● **Your instructions**
Copy the records below word for word, starting at their beginning and ending with the line that contains "[[175, 147, 187, 159], [234, 146, 250, 174]]", including both ends. Leave out the pictures.

* begin *

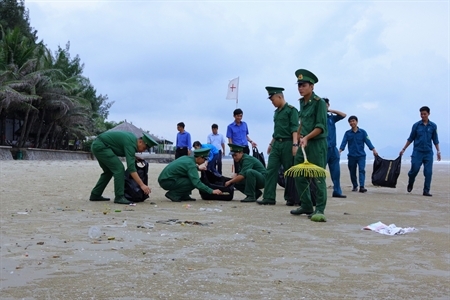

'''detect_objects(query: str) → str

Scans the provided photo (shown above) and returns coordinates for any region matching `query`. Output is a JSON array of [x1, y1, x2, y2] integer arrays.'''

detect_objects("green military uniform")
[[158, 149, 213, 202], [258, 87, 298, 204], [294, 69, 328, 220], [91, 131, 137, 199], [228, 144, 267, 202]]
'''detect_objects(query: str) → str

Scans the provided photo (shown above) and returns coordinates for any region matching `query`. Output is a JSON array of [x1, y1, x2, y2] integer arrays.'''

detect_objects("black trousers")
[[175, 147, 187, 159], [234, 146, 250, 174]]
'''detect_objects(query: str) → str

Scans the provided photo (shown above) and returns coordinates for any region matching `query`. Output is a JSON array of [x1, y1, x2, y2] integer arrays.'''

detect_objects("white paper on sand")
[[363, 221, 417, 235]]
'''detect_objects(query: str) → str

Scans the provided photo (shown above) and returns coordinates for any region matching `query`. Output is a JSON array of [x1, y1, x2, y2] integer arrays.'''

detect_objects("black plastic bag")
[[252, 147, 266, 168], [124, 160, 149, 202], [372, 155, 402, 188], [199, 171, 234, 201]]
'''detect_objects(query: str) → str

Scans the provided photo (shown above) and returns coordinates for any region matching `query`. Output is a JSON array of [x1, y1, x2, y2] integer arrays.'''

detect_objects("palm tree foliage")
[[0, 27, 113, 149]]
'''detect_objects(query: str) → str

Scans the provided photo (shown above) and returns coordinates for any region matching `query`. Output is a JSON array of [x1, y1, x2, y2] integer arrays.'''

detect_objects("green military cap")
[[142, 132, 158, 149], [266, 86, 284, 98], [228, 144, 244, 154], [194, 148, 211, 158], [295, 69, 319, 84]]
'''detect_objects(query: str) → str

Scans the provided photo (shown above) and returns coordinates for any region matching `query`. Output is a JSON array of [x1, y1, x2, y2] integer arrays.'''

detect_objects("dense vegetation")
[[0, 0, 117, 149]]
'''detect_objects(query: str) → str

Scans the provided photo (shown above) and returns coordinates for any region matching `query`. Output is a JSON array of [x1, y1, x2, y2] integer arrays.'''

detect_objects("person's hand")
[[299, 137, 308, 147], [213, 190, 222, 195], [141, 184, 152, 195]]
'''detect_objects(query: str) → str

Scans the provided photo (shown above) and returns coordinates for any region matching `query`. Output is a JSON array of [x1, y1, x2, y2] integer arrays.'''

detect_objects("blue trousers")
[[408, 150, 433, 193], [347, 156, 366, 188], [327, 147, 342, 195]]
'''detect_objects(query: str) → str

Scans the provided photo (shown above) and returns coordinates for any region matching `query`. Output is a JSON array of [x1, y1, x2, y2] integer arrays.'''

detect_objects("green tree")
[[0, 0, 37, 42]]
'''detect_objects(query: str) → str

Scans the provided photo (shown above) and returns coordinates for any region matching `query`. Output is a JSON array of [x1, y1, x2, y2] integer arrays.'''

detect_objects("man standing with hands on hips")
[[323, 98, 347, 198], [400, 106, 441, 197], [291, 69, 328, 222]]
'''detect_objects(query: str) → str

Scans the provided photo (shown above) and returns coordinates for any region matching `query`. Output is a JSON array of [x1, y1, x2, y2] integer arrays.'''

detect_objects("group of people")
[[86, 69, 441, 222]]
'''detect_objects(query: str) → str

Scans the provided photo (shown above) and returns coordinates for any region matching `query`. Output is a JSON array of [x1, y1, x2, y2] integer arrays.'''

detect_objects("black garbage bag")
[[124, 160, 149, 202], [200, 171, 234, 201], [372, 155, 402, 188]]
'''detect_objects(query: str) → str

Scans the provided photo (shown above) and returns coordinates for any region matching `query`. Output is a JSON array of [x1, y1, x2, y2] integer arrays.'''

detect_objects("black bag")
[[252, 147, 266, 168], [278, 165, 317, 206], [372, 155, 402, 188], [124, 160, 149, 202], [200, 171, 234, 201]]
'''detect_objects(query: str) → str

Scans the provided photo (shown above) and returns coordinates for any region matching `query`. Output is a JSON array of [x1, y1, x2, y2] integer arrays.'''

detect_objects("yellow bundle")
[[284, 146, 329, 178]]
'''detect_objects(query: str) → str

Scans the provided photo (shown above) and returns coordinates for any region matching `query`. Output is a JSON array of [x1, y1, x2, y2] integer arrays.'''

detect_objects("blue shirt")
[[227, 122, 248, 147], [339, 127, 375, 157], [176, 131, 192, 149], [207, 133, 225, 150], [327, 113, 344, 148], [202, 144, 219, 161], [408, 121, 439, 152]]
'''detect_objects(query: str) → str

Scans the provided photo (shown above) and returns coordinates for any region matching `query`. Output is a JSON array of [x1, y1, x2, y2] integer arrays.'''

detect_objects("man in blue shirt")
[[323, 98, 347, 198], [227, 108, 257, 174], [400, 106, 441, 197], [175, 122, 191, 159], [206, 124, 225, 174], [192, 141, 222, 177], [339, 116, 378, 193]]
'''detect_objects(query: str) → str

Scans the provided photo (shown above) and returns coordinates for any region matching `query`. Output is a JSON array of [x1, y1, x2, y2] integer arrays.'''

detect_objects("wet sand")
[[0, 161, 450, 299]]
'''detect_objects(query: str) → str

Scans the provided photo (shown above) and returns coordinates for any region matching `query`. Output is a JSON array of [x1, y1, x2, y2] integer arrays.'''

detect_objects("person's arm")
[[130, 172, 152, 195], [399, 140, 411, 155], [267, 138, 275, 154]]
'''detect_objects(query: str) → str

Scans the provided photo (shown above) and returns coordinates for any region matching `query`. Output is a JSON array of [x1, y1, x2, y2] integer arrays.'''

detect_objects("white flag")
[[227, 77, 239, 100]]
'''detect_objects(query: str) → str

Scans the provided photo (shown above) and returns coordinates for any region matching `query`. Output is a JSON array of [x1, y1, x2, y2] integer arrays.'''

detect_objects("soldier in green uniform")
[[225, 144, 267, 202], [256, 86, 298, 205], [291, 69, 328, 222], [158, 148, 222, 202], [89, 131, 158, 204]]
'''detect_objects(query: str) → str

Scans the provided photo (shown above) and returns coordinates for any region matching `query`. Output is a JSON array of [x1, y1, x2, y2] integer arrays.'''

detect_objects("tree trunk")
[[35, 108, 46, 148]]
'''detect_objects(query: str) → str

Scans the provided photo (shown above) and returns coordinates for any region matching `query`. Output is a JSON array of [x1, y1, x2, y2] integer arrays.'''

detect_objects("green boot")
[[291, 206, 313, 216], [311, 211, 327, 222], [114, 196, 131, 204]]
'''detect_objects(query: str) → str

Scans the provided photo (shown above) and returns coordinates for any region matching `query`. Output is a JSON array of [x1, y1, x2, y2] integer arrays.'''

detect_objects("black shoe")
[[241, 196, 256, 203], [165, 192, 181, 202], [114, 196, 132, 204], [89, 194, 111, 201], [256, 199, 275, 205], [333, 193, 347, 198], [406, 183, 414, 193]]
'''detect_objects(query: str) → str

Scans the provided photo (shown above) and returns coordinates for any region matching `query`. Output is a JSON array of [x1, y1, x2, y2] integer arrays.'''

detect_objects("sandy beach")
[[0, 161, 450, 299]]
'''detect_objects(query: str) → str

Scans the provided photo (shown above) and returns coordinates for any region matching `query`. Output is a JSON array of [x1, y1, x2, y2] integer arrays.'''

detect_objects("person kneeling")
[[225, 144, 266, 204], [158, 149, 222, 202]]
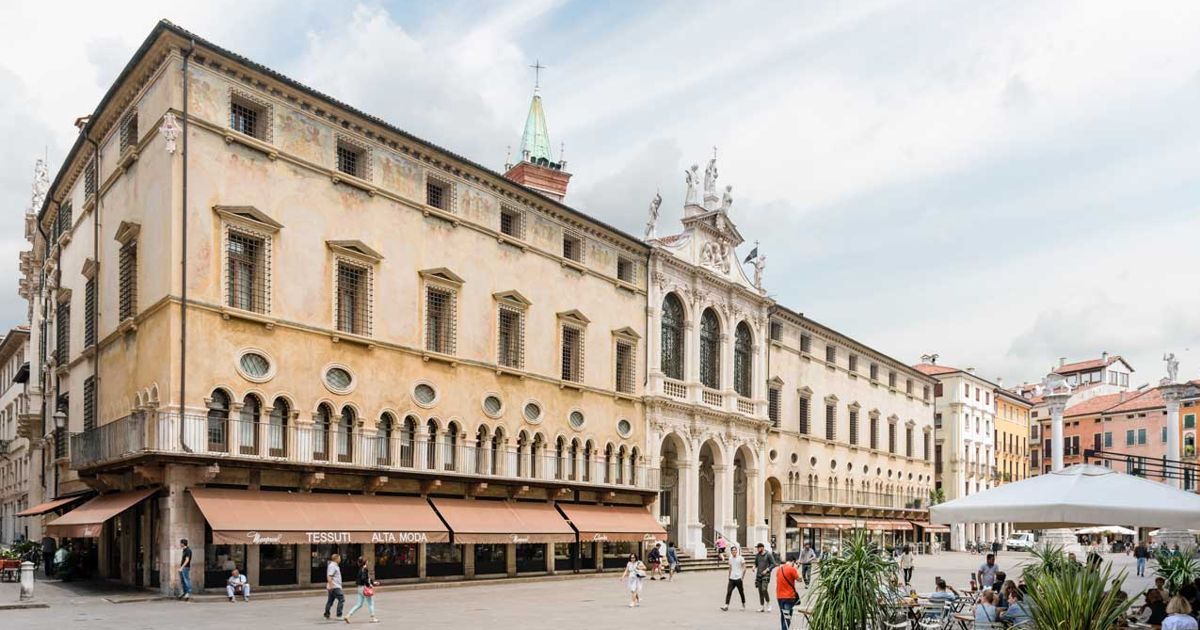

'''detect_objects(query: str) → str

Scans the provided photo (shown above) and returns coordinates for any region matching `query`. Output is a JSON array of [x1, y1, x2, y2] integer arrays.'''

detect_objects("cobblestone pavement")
[[0, 553, 1153, 630]]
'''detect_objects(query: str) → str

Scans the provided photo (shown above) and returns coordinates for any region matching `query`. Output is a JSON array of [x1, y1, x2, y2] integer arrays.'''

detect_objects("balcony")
[[787, 485, 929, 510], [71, 413, 659, 492]]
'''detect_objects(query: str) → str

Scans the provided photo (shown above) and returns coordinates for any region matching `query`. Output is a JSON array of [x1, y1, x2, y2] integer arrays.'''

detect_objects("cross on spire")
[[529, 60, 546, 91]]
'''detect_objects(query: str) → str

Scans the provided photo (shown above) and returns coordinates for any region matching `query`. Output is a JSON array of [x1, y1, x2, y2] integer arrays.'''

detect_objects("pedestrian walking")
[[620, 553, 646, 608], [1133, 540, 1150, 577], [721, 547, 746, 611], [900, 545, 917, 586], [754, 542, 779, 612], [179, 538, 192, 601], [775, 551, 802, 630], [667, 540, 679, 582], [343, 557, 379, 624], [325, 553, 346, 619]]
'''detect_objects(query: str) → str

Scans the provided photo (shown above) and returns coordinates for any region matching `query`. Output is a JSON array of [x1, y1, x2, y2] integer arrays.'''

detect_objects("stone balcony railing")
[[71, 413, 659, 491]]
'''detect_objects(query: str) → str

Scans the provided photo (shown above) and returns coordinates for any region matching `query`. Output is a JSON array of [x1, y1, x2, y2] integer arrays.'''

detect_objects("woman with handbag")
[[342, 558, 379, 624], [620, 553, 646, 608]]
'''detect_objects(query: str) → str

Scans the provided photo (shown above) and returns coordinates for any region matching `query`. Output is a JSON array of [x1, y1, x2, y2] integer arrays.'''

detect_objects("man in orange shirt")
[[775, 551, 804, 630]]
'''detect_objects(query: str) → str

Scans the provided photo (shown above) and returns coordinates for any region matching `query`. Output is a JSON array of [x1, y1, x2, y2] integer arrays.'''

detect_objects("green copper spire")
[[517, 91, 554, 163]]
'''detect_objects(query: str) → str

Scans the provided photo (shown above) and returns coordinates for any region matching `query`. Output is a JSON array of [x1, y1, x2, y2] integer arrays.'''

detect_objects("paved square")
[[0, 553, 1153, 630]]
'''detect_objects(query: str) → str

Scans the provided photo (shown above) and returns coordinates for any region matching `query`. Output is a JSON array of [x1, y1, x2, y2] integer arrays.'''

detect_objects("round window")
[[325, 367, 354, 394], [413, 383, 438, 404], [484, 395, 504, 418], [239, 352, 271, 378]]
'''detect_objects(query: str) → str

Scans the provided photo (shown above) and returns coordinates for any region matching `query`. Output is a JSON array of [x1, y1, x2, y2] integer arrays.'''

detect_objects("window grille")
[[496, 306, 524, 370], [659, 293, 684, 380], [226, 229, 270, 313], [563, 234, 583, 263], [563, 325, 583, 383], [425, 287, 456, 354], [229, 96, 266, 140], [83, 377, 96, 431], [337, 260, 371, 335], [500, 206, 524, 239], [83, 276, 96, 348], [700, 308, 721, 389], [617, 341, 635, 394], [617, 257, 637, 284], [54, 301, 71, 365], [733, 322, 754, 398], [121, 110, 138, 152], [83, 157, 96, 197], [118, 241, 138, 319]]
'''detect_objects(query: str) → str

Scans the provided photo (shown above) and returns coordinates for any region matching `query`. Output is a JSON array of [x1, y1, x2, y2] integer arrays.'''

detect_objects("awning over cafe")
[[430, 498, 575, 544], [558, 503, 667, 542], [46, 488, 158, 538], [190, 488, 450, 545], [17, 494, 85, 516], [788, 514, 854, 529]]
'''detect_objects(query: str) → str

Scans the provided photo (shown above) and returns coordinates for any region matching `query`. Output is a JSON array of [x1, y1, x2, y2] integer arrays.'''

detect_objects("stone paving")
[[0, 553, 1153, 630]]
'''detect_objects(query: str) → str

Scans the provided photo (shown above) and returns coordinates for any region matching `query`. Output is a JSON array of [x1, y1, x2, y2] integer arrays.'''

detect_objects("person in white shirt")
[[1163, 595, 1198, 630], [721, 546, 746, 611], [226, 568, 250, 604]]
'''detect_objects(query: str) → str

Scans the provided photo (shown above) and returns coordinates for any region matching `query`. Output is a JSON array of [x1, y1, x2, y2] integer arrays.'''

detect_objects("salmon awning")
[[46, 488, 158, 538], [558, 503, 667, 542], [430, 499, 575, 545], [17, 494, 84, 516], [190, 488, 450, 545]]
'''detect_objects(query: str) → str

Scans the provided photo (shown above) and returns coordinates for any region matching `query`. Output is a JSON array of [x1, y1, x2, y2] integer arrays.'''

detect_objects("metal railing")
[[71, 413, 659, 490], [786, 484, 929, 510]]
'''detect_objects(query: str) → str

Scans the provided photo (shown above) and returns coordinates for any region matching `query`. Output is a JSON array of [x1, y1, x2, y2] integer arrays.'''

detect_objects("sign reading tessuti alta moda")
[[212, 530, 450, 545]]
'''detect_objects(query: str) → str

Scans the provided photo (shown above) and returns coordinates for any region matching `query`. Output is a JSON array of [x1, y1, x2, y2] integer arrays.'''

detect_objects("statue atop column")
[[646, 192, 662, 240]]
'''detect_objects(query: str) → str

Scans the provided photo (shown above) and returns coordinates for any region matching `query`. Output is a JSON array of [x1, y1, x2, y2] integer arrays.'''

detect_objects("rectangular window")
[[83, 377, 96, 431], [425, 287, 456, 354], [500, 205, 524, 239], [337, 139, 367, 179], [563, 233, 583, 263], [229, 96, 266, 140], [562, 325, 583, 383], [617, 257, 637, 284], [336, 260, 371, 335], [121, 109, 138, 154], [54, 301, 71, 365], [83, 276, 96, 348], [617, 341, 635, 394], [116, 240, 138, 320], [496, 306, 524, 370], [226, 229, 268, 313]]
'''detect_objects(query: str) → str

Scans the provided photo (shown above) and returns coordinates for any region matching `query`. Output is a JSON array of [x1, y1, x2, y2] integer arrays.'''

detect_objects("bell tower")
[[504, 61, 571, 202]]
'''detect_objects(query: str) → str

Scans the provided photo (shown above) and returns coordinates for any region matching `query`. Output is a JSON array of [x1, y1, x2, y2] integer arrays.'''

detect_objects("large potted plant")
[[808, 529, 896, 630]]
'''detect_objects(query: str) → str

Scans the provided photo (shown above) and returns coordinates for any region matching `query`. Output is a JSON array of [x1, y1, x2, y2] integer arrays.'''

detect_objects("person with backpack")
[[775, 551, 804, 630]]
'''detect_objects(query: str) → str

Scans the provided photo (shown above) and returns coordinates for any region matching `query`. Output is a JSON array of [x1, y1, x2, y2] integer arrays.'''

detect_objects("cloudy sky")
[[0, 0, 1200, 383]]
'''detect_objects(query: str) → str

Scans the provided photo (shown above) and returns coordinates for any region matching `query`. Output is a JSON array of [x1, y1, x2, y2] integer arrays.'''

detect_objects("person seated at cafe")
[[226, 566, 250, 602], [1138, 588, 1166, 625], [974, 589, 1000, 624], [1001, 588, 1033, 625], [1163, 595, 1200, 630]]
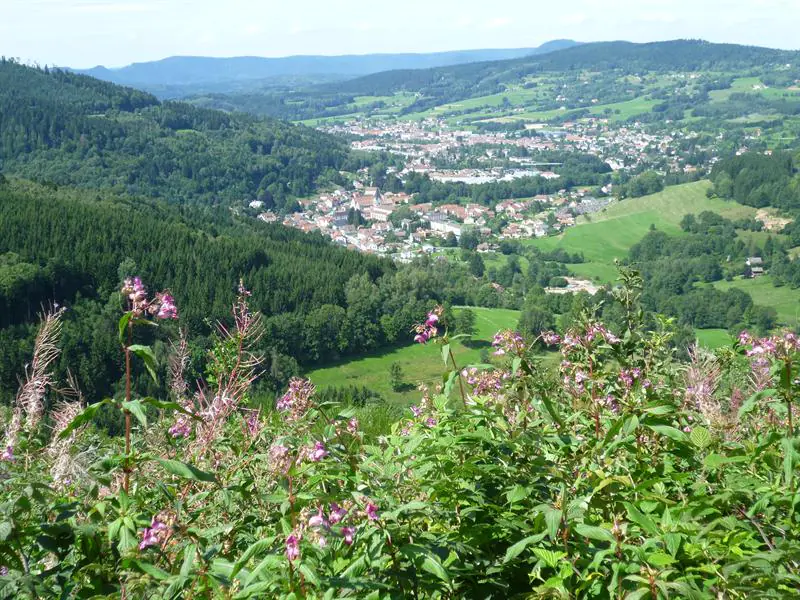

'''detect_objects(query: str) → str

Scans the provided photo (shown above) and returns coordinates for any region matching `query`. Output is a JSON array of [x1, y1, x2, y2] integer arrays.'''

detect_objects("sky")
[[0, 0, 800, 68]]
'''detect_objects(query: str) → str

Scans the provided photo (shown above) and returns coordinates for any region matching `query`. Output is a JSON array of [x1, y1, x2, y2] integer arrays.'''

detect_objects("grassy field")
[[695, 329, 733, 350], [306, 307, 520, 404], [526, 181, 755, 283], [715, 275, 800, 327]]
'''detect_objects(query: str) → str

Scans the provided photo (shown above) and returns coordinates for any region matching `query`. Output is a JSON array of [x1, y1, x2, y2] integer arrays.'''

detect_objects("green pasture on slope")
[[714, 275, 800, 327], [306, 307, 520, 404], [525, 181, 755, 283]]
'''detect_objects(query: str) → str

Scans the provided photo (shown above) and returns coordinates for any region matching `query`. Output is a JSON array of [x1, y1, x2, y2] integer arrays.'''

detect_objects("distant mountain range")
[[70, 40, 579, 97]]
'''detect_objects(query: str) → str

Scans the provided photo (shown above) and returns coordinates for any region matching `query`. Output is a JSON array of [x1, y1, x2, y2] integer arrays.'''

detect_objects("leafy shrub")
[[0, 272, 800, 600]]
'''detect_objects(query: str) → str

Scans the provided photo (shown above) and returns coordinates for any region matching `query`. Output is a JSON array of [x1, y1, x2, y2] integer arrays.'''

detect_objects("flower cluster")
[[540, 331, 561, 346], [121, 277, 178, 319], [298, 442, 330, 462], [285, 499, 379, 561], [739, 331, 800, 360], [492, 329, 525, 356], [414, 306, 444, 344], [276, 377, 316, 421], [461, 367, 511, 399]]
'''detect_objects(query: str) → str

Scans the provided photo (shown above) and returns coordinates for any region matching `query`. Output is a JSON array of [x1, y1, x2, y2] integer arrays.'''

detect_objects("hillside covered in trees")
[[0, 59, 356, 210]]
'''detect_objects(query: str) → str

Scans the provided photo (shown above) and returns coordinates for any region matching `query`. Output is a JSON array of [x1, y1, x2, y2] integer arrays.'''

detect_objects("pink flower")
[[286, 534, 300, 560], [342, 527, 356, 546], [542, 331, 561, 346], [414, 306, 444, 344], [328, 502, 347, 525], [308, 507, 330, 529], [492, 329, 526, 356], [276, 377, 316, 421], [139, 517, 168, 550], [156, 292, 178, 319], [308, 442, 329, 462]]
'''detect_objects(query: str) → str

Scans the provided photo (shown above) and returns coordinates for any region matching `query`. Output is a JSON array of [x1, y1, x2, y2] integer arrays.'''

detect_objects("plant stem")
[[448, 348, 467, 404], [786, 360, 794, 437], [122, 322, 133, 493]]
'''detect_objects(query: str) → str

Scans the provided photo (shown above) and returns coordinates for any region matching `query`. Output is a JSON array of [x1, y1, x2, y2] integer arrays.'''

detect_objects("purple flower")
[[308, 507, 330, 529], [286, 534, 300, 560], [414, 306, 444, 344], [308, 442, 329, 462], [347, 417, 359, 435], [139, 517, 168, 550], [276, 377, 316, 421], [328, 502, 347, 525], [156, 292, 178, 319], [492, 329, 525, 356], [342, 527, 356, 546], [542, 331, 561, 346]]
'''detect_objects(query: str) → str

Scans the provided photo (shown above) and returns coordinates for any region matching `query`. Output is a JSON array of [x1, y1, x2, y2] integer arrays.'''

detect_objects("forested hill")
[[0, 180, 394, 400], [316, 40, 800, 100], [0, 59, 353, 209]]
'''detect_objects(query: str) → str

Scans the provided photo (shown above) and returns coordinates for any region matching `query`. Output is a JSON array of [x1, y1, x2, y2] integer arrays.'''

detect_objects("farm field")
[[306, 307, 520, 404], [714, 275, 800, 327], [526, 181, 755, 283]]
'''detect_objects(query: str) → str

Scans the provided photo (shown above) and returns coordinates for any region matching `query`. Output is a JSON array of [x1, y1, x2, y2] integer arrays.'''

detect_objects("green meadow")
[[714, 275, 800, 327], [526, 181, 755, 283], [306, 307, 520, 404]]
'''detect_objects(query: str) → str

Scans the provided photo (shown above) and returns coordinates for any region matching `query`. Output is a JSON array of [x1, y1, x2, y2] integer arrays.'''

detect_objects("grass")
[[714, 275, 800, 327], [695, 329, 733, 350], [526, 181, 755, 283], [306, 307, 520, 404]]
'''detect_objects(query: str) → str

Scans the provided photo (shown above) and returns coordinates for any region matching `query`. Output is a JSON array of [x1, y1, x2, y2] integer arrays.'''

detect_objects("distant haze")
[[6, 0, 800, 68]]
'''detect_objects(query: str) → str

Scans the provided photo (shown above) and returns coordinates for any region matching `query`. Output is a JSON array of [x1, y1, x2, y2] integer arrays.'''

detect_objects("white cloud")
[[486, 17, 511, 29]]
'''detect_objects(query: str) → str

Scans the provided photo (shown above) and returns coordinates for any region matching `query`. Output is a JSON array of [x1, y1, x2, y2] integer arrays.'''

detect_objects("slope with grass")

* end *

● **Output below**
'''detect_objects(query: str) → str

Scans the provided photo (shown above) and returns coordinates for any region matching `query`. Output is a JSON array of [x1, y1, x2, y2] integer arrays.'''

detect_objects("green military uniform")
[[158, 149, 213, 202], [258, 87, 298, 204], [294, 69, 328, 220], [91, 131, 137, 199], [228, 144, 267, 202]]
'''detect_objects(query: str) → str

Scans the provided photo (shown above) and returns coordinates for any region matching `query`. Output is a JSON array of [x1, y1, x2, y2] integer arrays.'''

detect_objects("black trousers")
[[175, 147, 187, 159], [234, 146, 250, 174]]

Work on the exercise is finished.